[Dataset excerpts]
((

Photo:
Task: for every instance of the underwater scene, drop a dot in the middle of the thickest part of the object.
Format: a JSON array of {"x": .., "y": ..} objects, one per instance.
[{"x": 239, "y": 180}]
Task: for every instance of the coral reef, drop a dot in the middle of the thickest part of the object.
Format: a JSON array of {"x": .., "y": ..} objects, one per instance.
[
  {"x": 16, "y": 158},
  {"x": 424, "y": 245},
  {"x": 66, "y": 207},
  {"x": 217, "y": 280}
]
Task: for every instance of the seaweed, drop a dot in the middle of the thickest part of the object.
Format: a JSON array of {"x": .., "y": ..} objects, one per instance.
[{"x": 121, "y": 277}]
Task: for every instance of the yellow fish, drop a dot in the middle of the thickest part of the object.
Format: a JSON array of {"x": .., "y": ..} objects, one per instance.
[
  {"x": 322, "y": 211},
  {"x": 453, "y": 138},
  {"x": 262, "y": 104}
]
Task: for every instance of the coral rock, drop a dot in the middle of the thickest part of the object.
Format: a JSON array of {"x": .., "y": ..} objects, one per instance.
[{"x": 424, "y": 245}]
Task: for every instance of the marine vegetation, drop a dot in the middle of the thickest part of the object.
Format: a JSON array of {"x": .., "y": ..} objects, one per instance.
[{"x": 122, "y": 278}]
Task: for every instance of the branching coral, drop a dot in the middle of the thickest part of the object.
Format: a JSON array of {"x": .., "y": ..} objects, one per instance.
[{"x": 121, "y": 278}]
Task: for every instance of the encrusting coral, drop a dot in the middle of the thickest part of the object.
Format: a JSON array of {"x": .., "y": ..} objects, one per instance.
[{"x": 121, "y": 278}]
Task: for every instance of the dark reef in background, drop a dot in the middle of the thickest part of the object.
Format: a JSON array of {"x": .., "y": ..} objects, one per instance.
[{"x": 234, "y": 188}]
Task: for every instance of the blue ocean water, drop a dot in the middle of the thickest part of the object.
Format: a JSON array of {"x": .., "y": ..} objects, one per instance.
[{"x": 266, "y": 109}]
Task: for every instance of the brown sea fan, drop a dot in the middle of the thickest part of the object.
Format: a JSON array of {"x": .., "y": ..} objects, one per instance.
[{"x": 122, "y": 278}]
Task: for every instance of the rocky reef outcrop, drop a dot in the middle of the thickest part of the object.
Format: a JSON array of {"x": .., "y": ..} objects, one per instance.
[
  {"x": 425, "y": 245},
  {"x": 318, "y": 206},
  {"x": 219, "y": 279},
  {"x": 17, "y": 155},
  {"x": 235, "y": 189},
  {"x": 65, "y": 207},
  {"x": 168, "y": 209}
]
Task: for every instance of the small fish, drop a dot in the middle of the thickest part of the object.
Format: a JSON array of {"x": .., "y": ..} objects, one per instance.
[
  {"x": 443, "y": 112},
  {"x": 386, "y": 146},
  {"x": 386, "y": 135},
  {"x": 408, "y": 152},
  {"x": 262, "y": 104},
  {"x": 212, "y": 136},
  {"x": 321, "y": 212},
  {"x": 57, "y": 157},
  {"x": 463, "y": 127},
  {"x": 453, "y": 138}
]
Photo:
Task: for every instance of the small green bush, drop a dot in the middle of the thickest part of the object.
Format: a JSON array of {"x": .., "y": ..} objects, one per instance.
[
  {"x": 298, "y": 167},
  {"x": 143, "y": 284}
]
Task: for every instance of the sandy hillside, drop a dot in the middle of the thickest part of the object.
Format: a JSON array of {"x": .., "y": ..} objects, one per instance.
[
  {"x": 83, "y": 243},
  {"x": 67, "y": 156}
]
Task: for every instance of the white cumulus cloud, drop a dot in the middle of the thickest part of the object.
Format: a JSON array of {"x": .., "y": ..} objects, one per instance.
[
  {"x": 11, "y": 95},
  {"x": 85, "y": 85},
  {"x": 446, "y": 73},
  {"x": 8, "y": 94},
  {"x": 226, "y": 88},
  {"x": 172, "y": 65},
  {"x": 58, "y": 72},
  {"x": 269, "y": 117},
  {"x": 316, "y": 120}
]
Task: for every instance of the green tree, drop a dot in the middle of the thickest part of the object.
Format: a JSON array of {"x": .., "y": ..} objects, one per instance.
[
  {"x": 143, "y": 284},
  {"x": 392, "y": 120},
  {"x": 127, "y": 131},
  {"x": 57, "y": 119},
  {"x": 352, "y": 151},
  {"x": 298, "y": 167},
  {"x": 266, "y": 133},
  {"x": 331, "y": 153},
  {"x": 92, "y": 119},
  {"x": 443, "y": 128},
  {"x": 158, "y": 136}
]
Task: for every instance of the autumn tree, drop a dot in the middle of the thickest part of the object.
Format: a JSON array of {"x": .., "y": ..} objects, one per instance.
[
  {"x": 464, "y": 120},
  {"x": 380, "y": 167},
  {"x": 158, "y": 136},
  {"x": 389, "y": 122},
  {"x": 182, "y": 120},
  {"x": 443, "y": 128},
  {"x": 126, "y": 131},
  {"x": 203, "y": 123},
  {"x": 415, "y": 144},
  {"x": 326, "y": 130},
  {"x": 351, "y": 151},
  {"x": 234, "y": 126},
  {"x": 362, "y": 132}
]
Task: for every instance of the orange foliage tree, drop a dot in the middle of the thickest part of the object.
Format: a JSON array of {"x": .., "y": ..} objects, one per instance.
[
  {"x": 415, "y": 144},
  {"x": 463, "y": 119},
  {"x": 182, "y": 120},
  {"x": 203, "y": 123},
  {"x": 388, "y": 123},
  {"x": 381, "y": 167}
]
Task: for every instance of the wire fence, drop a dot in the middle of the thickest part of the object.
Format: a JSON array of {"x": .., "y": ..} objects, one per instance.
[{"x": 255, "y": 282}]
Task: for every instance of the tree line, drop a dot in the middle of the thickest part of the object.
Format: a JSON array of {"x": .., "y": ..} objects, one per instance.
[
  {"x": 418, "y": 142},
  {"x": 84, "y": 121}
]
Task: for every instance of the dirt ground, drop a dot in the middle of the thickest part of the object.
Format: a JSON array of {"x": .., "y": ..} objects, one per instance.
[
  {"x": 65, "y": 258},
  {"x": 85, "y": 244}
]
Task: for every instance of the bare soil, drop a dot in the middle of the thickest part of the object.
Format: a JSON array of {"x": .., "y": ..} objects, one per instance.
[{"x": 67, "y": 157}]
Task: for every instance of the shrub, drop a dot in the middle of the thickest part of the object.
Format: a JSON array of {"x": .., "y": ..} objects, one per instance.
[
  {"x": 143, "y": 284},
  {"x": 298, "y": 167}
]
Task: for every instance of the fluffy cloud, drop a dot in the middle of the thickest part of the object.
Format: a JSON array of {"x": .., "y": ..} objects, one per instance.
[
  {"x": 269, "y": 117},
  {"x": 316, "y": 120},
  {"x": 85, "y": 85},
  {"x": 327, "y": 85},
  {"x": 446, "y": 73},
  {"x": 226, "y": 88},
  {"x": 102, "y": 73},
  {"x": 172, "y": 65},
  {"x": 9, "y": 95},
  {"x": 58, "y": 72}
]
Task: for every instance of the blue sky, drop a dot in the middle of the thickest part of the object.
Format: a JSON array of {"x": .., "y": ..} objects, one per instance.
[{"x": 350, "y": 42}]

))

**Prompt**.
Would you write out all the records exactly as they read?

**Result**.
Photo:
Task: for every instance of the underwater scene, drop a dot in the middle of the thickest part of the object.
Format: a JSON array of {"x": .., "y": ..} objects, one per instance.
[{"x": 239, "y": 180}]
Task: for every instance of the coral reef, drop a dot in the middle of the thickest part of the object.
Format: a JSON array of {"x": .., "y": ..} objects, one per instance.
[
  {"x": 16, "y": 158},
  {"x": 424, "y": 245},
  {"x": 66, "y": 207},
  {"x": 217, "y": 280}
]
Task: for every instance of the seaweed, drop a dot in the middle of the thickest part of the object.
Format: a JSON array of {"x": .., "y": ..} objects, one per instance.
[{"x": 121, "y": 277}]
Task: for every instance of the yellow fish, drop a dot in the middle of the thickest part of the object.
Format: a JSON array of {"x": .., "y": ..} objects, one per instance.
[
  {"x": 322, "y": 211},
  {"x": 453, "y": 138},
  {"x": 262, "y": 104}
]
Task: for every instance of the coral rock, drop a dot in the middle of the thickest part of the object.
Format: a JSON array of {"x": .., "y": ..} objects, one per instance.
[{"x": 424, "y": 245}]
Task: for every instance of the marine vegetation, drop a dot in the middle of the thickest part of the object.
Format: a JSON array of {"x": .., "y": ..} objects, one per instance.
[{"x": 122, "y": 278}]
Task: for every instance of the branching coral, drop a dot in the middle of the thickest part of the object.
Format: a JSON array of {"x": .., "y": ..} objects, one per instance.
[{"x": 121, "y": 278}]
Task: for every instance of the encrusting coral, drop a dot in the middle of the thickest part of the object.
Format: a JSON array of {"x": .., "y": ..} objects, one per instance.
[{"x": 121, "y": 278}]
Task: for every instance of the dark reef in background, drop a dot in the middle of the thickest part of the object.
Format: a JSON array of {"x": .., "y": ..} objects, one per instance.
[{"x": 234, "y": 188}]
Task: for every instance of the blue ocean water, drop a dot in the middle of the thickest part of the object.
Format: a JSON array of {"x": .., "y": ..} objects, one per instance.
[{"x": 266, "y": 109}]
Task: for every instance of the brown sea fan, drop a dot in the middle of the thickest part of the object.
Format: a JSON array of {"x": .., "y": ..} objects, one per instance.
[{"x": 122, "y": 278}]
Task: for every instance of the rocky reef outcrop, drop a dot in the middle of the thickest part of the object.
Format: a JSON array of {"x": .., "y": ..} objects, one per instance.
[
  {"x": 425, "y": 245},
  {"x": 318, "y": 206},
  {"x": 219, "y": 279},
  {"x": 17, "y": 155},
  {"x": 235, "y": 189},
  {"x": 65, "y": 207},
  {"x": 168, "y": 209}
]
Task: for every instance of the small fish, drop a dot in the middle of the thickest part of the object.
Format: a JSON array of {"x": .., "y": ..} objects, one per instance.
[
  {"x": 443, "y": 112},
  {"x": 386, "y": 146},
  {"x": 386, "y": 135},
  {"x": 408, "y": 152},
  {"x": 262, "y": 104},
  {"x": 212, "y": 136},
  {"x": 321, "y": 212},
  {"x": 57, "y": 157},
  {"x": 463, "y": 127},
  {"x": 453, "y": 138}
]
Photo:
Task: for every instance of the small green bush, drop a dot in the middle of the thickest part of the object.
Format: a JSON array of {"x": .., "y": ..} objects, one per instance.
[
  {"x": 298, "y": 167},
  {"x": 143, "y": 284}
]
Task: for every instance of the sandy hillside, drop a dot in the middle of the thickest part of the object.
Format: a JSON array of {"x": .., "y": ..} objects, one per instance.
[
  {"x": 83, "y": 243},
  {"x": 67, "y": 156}
]
Task: for every instance of the white cumulus cloud, drop a dot in the middle of the thickest part of the object.
Format: a JSON array of {"x": .., "y": ..} objects, one per instance.
[
  {"x": 11, "y": 95},
  {"x": 85, "y": 85},
  {"x": 446, "y": 73},
  {"x": 8, "y": 94},
  {"x": 226, "y": 88},
  {"x": 172, "y": 65},
  {"x": 58, "y": 72},
  {"x": 269, "y": 117},
  {"x": 316, "y": 120}
]
Task: for every instance of the green tree, drop a dot in the middle of the thickest part of the object.
Format: a JSON array of {"x": .., "y": ..} objects, one per instance.
[
  {"x": 143, "y": 284},
  {"x": 392, "y": 120},
  {"x": 127, "y": 131},
  {"x": 57, "y": 119},
  {"x": 352, "y": 151},
  {"x": 298, "y": 167},
  {"x": 266, "y": 133},
  {"x": 331, "y": 153},
  {"x": 92, "y": 119},
  {"x": 443, "y": 128},
  {"x": 158, "y": 136}
]
Task: for every instance of the autumn tree, drop a dot in the middle of the thickest part of the object.
Format: a JSON array of {"x": .., "y": ..} objects, one per instance.
[
  {"x": 464, "y": 120},
  {"x": 380, "y": 167},
  {"x": 158, "y": 136},
  {"x": 389, "y": 122},
  {"x": 182, "y": 120},
  {"x": 443, "y": 128},
  {"x": 126, "y": 131},
  {"x": 203, "y": 123},
  {"x": 415, "y": 144},
  {"x": 326, "y": 130},
  {"x": 351, "y": 151},
  {"x": 234, "y": 126},
  {"x": 362, "y": 132}
]
Task: for every instance of the orange foliage tree, drop a dot in the middle of the thickest part of the object.
Format: a JSON array of {"x": .., "y": ..} objects, one per instance.
[
  {"x": 415, "y": 144},
  {"x": 463, "y": 119},
  {"x": 182, "y": 120},
  {"x": 203, "y": 123},
  {"x": 388, "y": 123},
  {"x": 381, "y": 167}
]
Task: for every instance of the wire fence, drop a dot in the middle of the thickest part of the object.
Format: a JSON array of {"x": .., "y": ..} objects, one per instance.
[{"x": 255, "y": 282}]
Task: for every instance of the tree line, drop a dot in the middle of the thickest part of the object.
Format: a JSON array of {"x": .., "y": ..} objects, one per instance.
[
  {"x": 418, "y": 142},
  {"x": 84, "y": 121}
]
Task: for every instance of the dirt ground, drop a dot in the middle of the thickest part of the object.
Format: a JSON array of {"x": .., "y": ..} objects, one per instance.
[
  {"x": 65, "y": 258},
  {"x": 85, "y": 244}
]
Task: for every instance of the bare soil, drop a dot in the middle of the thickest part of the object.
Format: a JSON array of {"x": .., "y": ..} objects, one per instance.
[{"x": 67, "y": 157}]
Task: for every instance of the shrub, drop a dot in the middle of the thickest part of the object.
Format: a JSON array of {"x": .., "y": ..} objects, one per instance.
[
  {"x": 143, "y": 284},
  {"x": 298, "y": 167}
]
Task: for every instance of the fluffy cloud, drop a dot in the middle of the thickest part of the object.
Format: a JSON array of {"x": .., "y": ..} objects, one per instance.
[
  {"x": 269, "y": 117},
  {"x": 316, "y": 120},
  {"x": 85, "y": 85},
  {"x": 327, "y": 85},
  {"x": 446, "y": 73},
  {"x": 226, "y": 88},
  {"x": 102, "y": 73},
  {"x": 172, "y": 65},
  {"x": 9, "y": 95},
  {"x": 58, "y": 72}
]
Task: for every instance of the blue sky, drop a dot in the middle of the thickest part of the object.
Format: a JSON array of {"x": .., "y": ..} objects, one per instance.
[{"x": 350, "y": 42}]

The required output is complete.